• Do this:
Locate every line in the entries below that contains the string "bowl", and copy each of those lines verbatim.

Entries for location identification
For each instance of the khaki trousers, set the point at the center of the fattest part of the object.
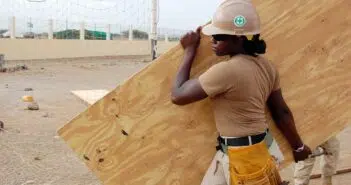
(247, 165)
(303, 169)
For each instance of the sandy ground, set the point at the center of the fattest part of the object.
(31, 152)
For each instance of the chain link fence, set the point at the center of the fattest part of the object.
(30, 28)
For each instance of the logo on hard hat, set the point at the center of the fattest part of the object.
(239, 21)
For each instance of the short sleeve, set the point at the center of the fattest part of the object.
(217, 79)
(276, 82)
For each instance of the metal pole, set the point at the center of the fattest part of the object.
(154, 13)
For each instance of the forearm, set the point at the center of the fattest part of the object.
(183, 73)
(286, 124)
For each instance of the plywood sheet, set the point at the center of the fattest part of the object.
(136, 136)
(90, 96)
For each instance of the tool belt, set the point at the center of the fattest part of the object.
(223, 143)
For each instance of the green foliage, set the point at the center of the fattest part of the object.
(137, 34)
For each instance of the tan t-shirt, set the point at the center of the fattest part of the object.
(239, 89)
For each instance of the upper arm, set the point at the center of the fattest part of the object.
(217, 80)
(189, 92)
(277, 104)
(214, 81)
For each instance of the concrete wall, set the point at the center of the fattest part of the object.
(31, 49)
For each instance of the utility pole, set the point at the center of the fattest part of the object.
(153, 35)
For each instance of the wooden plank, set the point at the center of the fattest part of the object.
(136, 136)
(90, 96)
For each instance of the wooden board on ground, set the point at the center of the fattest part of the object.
(90, 96)
(136, 136)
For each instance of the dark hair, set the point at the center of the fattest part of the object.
(254, 46)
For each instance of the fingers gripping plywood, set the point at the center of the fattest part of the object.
(135, 135)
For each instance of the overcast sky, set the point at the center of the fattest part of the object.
(175, 14)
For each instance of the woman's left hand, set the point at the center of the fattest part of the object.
(191, 39)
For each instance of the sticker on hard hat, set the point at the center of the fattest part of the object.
(239, 21)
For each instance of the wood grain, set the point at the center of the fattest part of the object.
(136, 136)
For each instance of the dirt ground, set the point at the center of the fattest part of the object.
(30, 150)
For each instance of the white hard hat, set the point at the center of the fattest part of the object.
(234, 17)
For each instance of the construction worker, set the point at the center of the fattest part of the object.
(239, 89)
(303, 169)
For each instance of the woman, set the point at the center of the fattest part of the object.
(239, 88)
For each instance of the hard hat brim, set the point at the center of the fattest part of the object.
(210, 29)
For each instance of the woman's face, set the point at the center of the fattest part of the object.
(226, 44)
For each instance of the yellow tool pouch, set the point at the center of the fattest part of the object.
(252, 165)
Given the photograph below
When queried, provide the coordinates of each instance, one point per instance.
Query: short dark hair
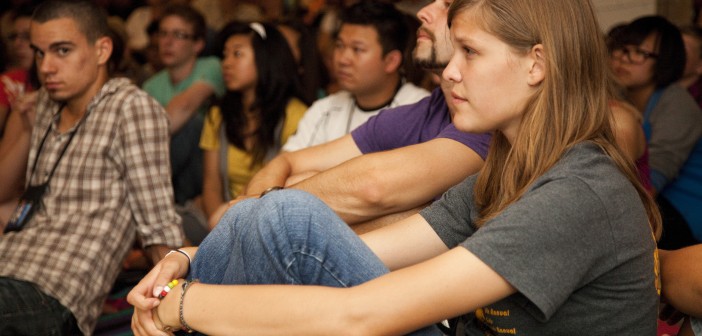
(670, 48)
(90, 18)
(388, 21)
(189, 15)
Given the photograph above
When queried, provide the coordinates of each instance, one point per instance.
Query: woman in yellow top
(258, 113)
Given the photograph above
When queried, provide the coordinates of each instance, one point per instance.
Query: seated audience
(17, 80)
(682, 285)
(259, 111)
(368, 58)
(493, 250)
(405, 145)
(184, 87)
(304, 48)
(692, 75)
(97, 176)
(648, 58)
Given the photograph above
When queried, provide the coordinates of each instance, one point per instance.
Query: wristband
(273, 188)
(190, 260)
(186, 327)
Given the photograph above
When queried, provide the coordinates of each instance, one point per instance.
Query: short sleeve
(552, 236)
(209, 140)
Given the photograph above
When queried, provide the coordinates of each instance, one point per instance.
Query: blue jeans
(25, 310)
(286, 237)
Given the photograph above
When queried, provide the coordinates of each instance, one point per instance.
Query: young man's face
(177, 44)
(359, 64)
(433, 50)
(67, 64)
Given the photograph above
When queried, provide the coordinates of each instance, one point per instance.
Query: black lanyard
(63, 151)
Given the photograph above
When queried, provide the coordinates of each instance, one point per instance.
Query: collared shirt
(112, 182)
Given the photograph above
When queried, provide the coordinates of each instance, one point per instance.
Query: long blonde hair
(571, 105)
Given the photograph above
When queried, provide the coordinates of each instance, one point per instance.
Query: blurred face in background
(239, 64)
(177, 44)
(359, 63)
(693, 53)
(633, 65)
(20, 49)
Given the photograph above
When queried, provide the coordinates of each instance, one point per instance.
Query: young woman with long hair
(260, 110)
(554, 236)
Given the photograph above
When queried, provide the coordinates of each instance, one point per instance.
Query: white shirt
(336, 115)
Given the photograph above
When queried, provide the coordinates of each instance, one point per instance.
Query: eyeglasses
(634, 55)
(178, 35)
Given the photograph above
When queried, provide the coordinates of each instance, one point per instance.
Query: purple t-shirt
(415, 123)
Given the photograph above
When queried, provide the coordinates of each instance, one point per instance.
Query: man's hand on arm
(304, 162)
(388, 182)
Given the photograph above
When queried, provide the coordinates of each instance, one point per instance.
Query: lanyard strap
(63, 151)
(652, 102)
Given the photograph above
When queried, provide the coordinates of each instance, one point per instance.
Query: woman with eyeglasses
(647, 57)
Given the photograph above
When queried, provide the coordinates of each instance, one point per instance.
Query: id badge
(28, 205)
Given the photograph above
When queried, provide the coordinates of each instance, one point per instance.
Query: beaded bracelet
(186, 327)
(167, 288)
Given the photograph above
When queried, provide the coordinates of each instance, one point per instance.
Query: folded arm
(14, 146)
(378, 184)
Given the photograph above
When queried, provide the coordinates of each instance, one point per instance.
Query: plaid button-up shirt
(112, 182)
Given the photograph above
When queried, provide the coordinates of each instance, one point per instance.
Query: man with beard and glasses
(394, 164)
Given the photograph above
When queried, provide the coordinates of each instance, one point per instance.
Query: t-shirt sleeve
(393, 128)
(412, 124)
(452, 215)
(547, 243)
(209, 140)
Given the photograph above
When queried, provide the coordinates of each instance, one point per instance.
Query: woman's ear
(537, 70)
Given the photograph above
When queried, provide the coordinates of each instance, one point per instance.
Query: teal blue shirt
(206, 69)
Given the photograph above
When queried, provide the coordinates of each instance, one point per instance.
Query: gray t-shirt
(577, 247)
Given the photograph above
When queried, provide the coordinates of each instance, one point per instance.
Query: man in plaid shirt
(95, 159)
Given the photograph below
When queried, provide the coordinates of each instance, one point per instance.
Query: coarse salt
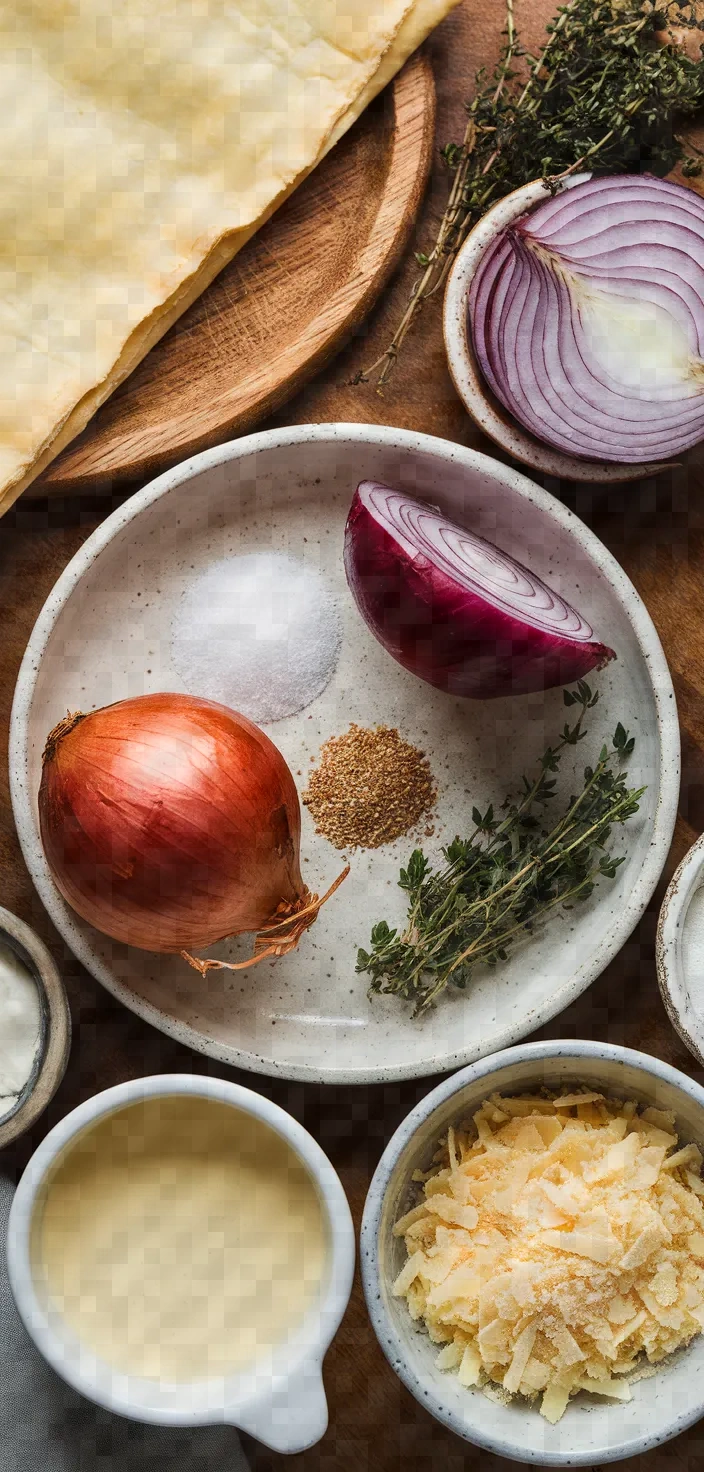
(258, 632)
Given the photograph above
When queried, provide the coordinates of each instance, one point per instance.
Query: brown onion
(170, 822)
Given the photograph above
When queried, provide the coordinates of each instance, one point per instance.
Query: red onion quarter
(455, 610)
(586, 318)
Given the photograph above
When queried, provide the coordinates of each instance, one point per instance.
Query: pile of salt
(19, 1028)
(258, 632)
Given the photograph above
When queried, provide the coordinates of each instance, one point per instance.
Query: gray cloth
(46, 1427)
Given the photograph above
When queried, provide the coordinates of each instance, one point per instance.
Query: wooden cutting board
(283, 306)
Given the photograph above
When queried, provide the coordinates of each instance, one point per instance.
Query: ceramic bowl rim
(249, 446)
(669, 948)
(368, 1243)
(467, 377)
(330, 1307)
(55, 1038)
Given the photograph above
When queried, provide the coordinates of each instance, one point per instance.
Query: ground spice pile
(370, 788)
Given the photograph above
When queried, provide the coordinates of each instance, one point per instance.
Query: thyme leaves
(505, 879)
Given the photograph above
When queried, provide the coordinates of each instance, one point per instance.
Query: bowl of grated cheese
(533, 1253)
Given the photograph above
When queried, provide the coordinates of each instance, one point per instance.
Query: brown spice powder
(370, 788)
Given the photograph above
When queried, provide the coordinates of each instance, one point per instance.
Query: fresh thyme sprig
(604, 94)
(505, 879)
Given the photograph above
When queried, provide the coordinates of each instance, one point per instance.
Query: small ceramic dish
(105, 633)
(477, 398)
(280, 1400)
(591, 1431)
(679, 950)
(55, 1035)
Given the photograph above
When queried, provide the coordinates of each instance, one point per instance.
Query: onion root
(289, 928)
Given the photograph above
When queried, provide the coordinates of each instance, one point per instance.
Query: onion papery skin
(545, 287)
(460, 633)
(170, 822)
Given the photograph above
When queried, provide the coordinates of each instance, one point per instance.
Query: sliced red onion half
(455, 610)
(588, 320)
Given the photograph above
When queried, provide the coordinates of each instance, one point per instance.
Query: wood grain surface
(657, 533)
(280, 308)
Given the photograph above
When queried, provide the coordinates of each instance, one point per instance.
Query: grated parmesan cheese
(558, 1247)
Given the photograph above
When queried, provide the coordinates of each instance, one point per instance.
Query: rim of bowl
(292, 1354)
(368, 1244)
(467, 377)
(429, 445)
(55, 1026)
(670, 975)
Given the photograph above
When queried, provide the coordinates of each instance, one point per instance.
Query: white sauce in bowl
(180, 1238)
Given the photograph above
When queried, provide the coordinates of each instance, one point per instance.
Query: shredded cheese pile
(558, 1247)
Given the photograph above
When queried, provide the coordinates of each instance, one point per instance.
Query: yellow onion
(170, 823)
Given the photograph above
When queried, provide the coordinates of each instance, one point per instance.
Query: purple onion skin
(446, 635)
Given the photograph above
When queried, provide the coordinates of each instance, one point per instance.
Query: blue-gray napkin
(46, 1427)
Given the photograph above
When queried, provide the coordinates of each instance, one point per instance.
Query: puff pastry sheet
(145, 142)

• Written answer:
Query: ceramic bowl rim
Query: bowl of grated cheese
Query: rim of bowl
Query: white sauce in bowl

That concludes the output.